** begin Data to use **

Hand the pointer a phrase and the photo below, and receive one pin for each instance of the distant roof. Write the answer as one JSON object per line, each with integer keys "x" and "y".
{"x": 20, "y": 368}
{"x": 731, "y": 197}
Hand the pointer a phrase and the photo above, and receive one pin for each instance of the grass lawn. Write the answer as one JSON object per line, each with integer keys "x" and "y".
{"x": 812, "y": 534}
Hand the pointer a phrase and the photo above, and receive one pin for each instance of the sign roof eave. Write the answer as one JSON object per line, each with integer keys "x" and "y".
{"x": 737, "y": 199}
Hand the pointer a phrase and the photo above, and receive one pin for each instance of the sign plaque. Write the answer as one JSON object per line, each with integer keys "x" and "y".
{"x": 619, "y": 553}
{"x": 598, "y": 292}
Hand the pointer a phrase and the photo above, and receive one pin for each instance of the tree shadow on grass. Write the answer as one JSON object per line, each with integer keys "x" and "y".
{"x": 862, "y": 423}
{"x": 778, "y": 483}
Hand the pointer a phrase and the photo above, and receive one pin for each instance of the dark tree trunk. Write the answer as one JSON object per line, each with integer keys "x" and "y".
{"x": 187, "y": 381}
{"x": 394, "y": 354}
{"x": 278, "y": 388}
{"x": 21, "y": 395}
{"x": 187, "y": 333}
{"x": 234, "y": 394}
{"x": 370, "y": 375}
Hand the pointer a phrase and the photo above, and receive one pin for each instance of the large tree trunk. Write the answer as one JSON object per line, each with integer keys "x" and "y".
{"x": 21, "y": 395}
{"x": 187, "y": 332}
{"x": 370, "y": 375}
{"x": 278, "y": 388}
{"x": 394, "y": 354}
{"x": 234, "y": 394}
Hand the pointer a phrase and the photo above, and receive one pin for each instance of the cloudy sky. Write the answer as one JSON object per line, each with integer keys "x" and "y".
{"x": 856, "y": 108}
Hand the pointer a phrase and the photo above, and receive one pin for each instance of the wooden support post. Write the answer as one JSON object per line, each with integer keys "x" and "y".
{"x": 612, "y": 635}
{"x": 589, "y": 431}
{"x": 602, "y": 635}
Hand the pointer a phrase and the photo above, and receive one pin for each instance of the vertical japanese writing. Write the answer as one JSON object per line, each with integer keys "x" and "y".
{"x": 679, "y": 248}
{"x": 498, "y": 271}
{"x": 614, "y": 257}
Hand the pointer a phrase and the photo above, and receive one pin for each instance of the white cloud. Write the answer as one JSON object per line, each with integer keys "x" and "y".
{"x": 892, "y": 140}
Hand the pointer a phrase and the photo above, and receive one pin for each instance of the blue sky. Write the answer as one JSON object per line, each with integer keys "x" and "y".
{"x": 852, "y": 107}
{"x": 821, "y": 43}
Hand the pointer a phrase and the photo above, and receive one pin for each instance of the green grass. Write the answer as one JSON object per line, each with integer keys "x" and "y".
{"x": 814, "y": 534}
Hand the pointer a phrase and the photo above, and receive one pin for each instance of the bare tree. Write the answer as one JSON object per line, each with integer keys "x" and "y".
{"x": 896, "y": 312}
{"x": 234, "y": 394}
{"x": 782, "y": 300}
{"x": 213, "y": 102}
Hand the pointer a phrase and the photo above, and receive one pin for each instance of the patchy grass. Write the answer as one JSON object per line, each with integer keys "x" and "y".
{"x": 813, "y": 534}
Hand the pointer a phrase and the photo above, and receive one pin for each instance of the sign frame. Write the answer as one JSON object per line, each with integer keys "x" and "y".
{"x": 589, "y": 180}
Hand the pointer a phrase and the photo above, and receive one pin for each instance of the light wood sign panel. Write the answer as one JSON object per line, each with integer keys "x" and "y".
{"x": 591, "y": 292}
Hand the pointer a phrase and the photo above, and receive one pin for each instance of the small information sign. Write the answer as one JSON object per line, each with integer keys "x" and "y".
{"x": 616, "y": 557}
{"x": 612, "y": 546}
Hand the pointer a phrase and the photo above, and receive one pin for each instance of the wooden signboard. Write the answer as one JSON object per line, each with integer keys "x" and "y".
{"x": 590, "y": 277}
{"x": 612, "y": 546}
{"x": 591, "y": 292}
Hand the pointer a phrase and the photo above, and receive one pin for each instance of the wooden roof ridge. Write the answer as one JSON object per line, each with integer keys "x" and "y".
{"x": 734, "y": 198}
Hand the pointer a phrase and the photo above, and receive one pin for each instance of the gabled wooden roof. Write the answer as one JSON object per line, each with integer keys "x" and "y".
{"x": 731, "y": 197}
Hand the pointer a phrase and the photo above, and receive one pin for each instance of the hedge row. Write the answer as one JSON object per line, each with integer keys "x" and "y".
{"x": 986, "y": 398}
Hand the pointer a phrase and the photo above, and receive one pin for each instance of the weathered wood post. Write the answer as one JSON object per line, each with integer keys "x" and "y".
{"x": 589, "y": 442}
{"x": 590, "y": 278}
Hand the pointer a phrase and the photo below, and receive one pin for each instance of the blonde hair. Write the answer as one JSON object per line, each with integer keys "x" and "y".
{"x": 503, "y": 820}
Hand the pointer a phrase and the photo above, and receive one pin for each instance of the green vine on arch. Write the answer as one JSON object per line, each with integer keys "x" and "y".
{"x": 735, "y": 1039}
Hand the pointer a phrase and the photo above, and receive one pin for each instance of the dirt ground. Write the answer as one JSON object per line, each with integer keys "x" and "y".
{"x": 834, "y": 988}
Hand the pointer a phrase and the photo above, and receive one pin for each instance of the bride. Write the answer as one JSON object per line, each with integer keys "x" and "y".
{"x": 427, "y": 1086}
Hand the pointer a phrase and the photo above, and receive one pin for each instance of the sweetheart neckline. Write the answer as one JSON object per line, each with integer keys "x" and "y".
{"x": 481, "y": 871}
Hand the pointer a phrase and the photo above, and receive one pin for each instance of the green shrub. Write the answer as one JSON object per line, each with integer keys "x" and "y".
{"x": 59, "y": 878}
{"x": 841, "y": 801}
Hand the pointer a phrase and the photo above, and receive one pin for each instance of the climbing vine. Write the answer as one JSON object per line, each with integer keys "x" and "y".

** end Data to use **

- [Set task]:
Please format the items above as a Markdown table with the columns "Row" and "Line", putting each line in its own numbered row and leaving out blank lines.

- [Result of the exercise]:
| Row | Line |
|---|---|
| 1 | Hand the pointer a phrase and the photo below, and receive one pin for each instance of the distant roof. Write the answer as one JSON object per line, each with integer keys "x" and "y". |
| 2 | {"x": 20, "y": 368} |
| 3 | {"x": 731, "y": 197} |
| 4 | Hand the pointer a phrase and the photo above, and receive one pin for each instance of the grass lawn. Write the answer as one JSON object per line, each with integer keys "x" and "y". |
| 5 | {"x": 812, "y": 534} |
| 6 | Hand the pointer a phrase and the photo above, and receive one pin for each instance of the sign roof eave. Write the answer as one JSON object per line, each with integer keys "x" and "y". |
| 7 | {"x": 737, "y": 199} |
| 8 | Hand the pointer a phrase and the photo above, and receive one pin for each instance of the sign plaque. Write the answer as one JSON object per line, each with integer keys "x" and "y". |
| 9 | {"x": 619, "y": 553} |
| 10 | {"x": 598, "y": 292} |
| 11 | Hand the pointer a phrase and the photo above, and receive one pin for each instance of the tree shadow on grass. Write the answer as one JSON object per line, each with integer keys "x" and "y". |
| 12 | {"x": 862, "y": 423} |
| 13 | {"x": 778, "y": 483} |
| 14 | Hand the pointer a phrase and the photo above, and receive one pin for each instance of the dark tree trunk. Write the answer as one JSON object per line, each with integer keys "x" and "y". |
| 15 | {"x": 187, "y": 381} |
| 16 | {"x": 394, "y": 354} |
| 17 | {"x": 278, "y": 388} |
| 18 | {"x": 21, "y": 395} |
| 19 | {"x": 187, "y": 333} |
| 20 | {"x": 234, "y": 394} |
| 21 | {"x": 370, "y": 375} |
| 22 | Hand the pointer a phrase and the photo above, and receive one pin for each instance of the large tree trunk. Write the answer as one JSON object per line, each with integer keys "x" and "y". |
| 23 | {"x": 21, "y": 395} |
| 24 | {"x": 187, "y": 332} |
| 25 | {"x": 370, "y": 375} |
| 26 | {"x": 278, "y": 388} |
| 27 | {"x": 394, "y": 354} |
| 28 | {"x": 234, "y": 394} |
| 29 | Hand the pointer a phrase and the photo above, and receive one pin for each instance of the cloudy sky. Write the answer as one JSON object per line, each with integer keys "x" and "y". |
| 30 | {"x": 856, "y": 108} |
| 31 | Hand the pointer a phrase and the photo above, and receive one pin for each instance of the wooden support post. Write the answer as one JSON object per line, each with integer keys "x" and "y". |
| 32 | {"x": 612, "y": 635} |
| 33 | {"x": 589, "y": 431} |
| 34 | {"x": 602, "y": 635} |
| 35 | Hand the pointer a phrase and the photo above, and receive one pin for each instance of the vertical japanese writing. Write the answer as one JSON object per line, each with integer keys "x" and "y". |
| 36 | {"x": 679, "y": 248} |
| 37 | {"x": 498, "y": 271} |
| 38 | {"x": 614, "y": 257} |
| 39 | Hand the pointer a phrase and the photo above, and receive one pin for each instance of the white cloud. Write the answer as one JSON object per line, each with integer keys "x" and "y". |
| 40 | {"x": 892, "y": 140} |
| 41 | Hand the pointer a phrase and the photo above, and receive one pin for each instance of the blue sky. Write the answer as one JSON object per line, each with integer keys "x" and "y". |
| 42 | {"x": 852, "y": 107} |
| 43 | {"x": 821, "y": 43} |
| 44 | Hand the pointer a phrase and the photo above, and receive one pin for each instance of the green grass. Write the answer as one JSON object per line, each with integer keys "x" and "y". |
| 45 | {"x": 814, "y": 534} |
| 46 | Hand the pointer a phrase and the photo above, and receive one pin for each instance of the bare tree. Write the answer as one JSON object per line, each with integer keys "x" and "y". |
| 47 | {"x": 896, "y": 312} |
| 48 | {"x": 234, "y": 394} |
| 49 | {"x": 782, "y": 300} |
| 50 | {"x": 213, "y": 102} |
| 51 | Hand the pointer a phrase and the photo above, and receive one pin for each instance of the patchy grass. Write the answer as one JSON object per line, each with integer keys "x" and "y". |
| 52 | {"x": 813, "y": 534} |
| 53 | Hand the pointer a phrase and the photo above, and receive one pin for each instance of the sign frame. Write the answer as one JSON object per line, each with integer keys "x" and "y". |
| 54 | {"x": 589, "y": 180} |
| 55 | Hand the pointer a phrase and the photo above, and receive one pin for each instance of the light wood sign panel. Write the answer as one JSON object per line, each with integer keys "x" and "y". |
| 56 | {"x": 591, "y": 292} |
| 57 | Hand the pointer a phrase and the photo above, and receive one pin for each instance of the small information sign. Write the answer as one JSON object per line, each with integer keys "x" and "y". |
| 58 | {"x": 616, "y": 557} |
| 59 | {"x": 612, "y": 546} |
| 60 | Hand the pointer a phrase and the photo above, and receive one pin for each instance of the wooden signboard. Write the answer as one JSON object per line, each with integer keys "x" and "y". |
| 61 | {"x": 590, "y": 277} |
| 62 | {"x": 612, "y": 546} |
| 63 | {"x": 591, "y": 292} |
| 64 | Hand the pointer a phrase and the photo above, and receive one pin for each instance of the wooden roof ridge. Write the answer as one JSON object per line, each with integer keys "x" and "y". |
| 65 | {"x": 734, "y": 198} |
| 66 | Hand the pointer a phrase and the photo above, and receive one pin for each instance of the gabled wooden roof. Write the answer as one JSON object per line, each with integer keys "x" and "y". |
| 67 | {"x": 731, "y": 197} |
| 68 | Hand the pointer a phrase and the photo above, and receive one pin for each instance of the hedge row. Write the answer as one JSON object per line, each with integer keys "x" and "y". |
| 69 | {"x": 986, "y": 398} |
| 70 | Hand the pointer a phrase and the photo above, and receive one pin for each instance of the weathered wood post. Write the answer as one JSON object per line, each with integer keys "x" and "y". |
| 71 | {"x": 589, "y": 442} |
| 72 | {"x": 590, "y": 278} |
| 73 | Hand the pointer a phrase and the photo below, and receive one pin for each instance of the blonde hair. Write the answer as one JSON object per line, each with integer keys "x" and "y". |
| 74 | {"x": 503, "y": 820} |
| 75 | Hand the pointer a phrase and the photo above, and receive one pin for each instance of the green vine on arch. Write the answer as one JSON object per line, each with integer keys "x" and "y". |
| 76 | {"x": 735, "y": 1039} |
| 77 | Hand the pointer a phrase and the photo above, and receive one pin for each instance of the dirt ground. Write the answer as one JSON object per line, each with integer keys "x" and "y". |
| 78 | {"x": 834, "y": 988} |
| 79 | Hand the pointer a phrase and the photo above, and receive one pin for each instance of the bride. Write the answer as one JSON object per line, each with integer keys "x" and "y". |
| 80 | {"x": 427, "y": 1086} |
| 81 | Hand the pointer a phrase and the photo above, and receive one pin for each instance of the sweetheart neckline. Write the answer as one JSON object per line, each with integer keys "x" and "y". |
| 82 | {"x": 481, "y": 871} |
| 83 | Hand the pointer a phrase and the photo above, and receive one pin for each instance of the green shrub. Write the answer as one JSON object per line, each with integer keys "x" and "y". |
| 84 | {"x": 59, "y": 878} |
| 85 | {"x": 841, "y": 801} |
| 86 | Hand the pointer a phrase and the photo above, and receive one pin for each instance of the climbing vine. Write the answer as one JSON object per line, each with integer keys "x" and "y". |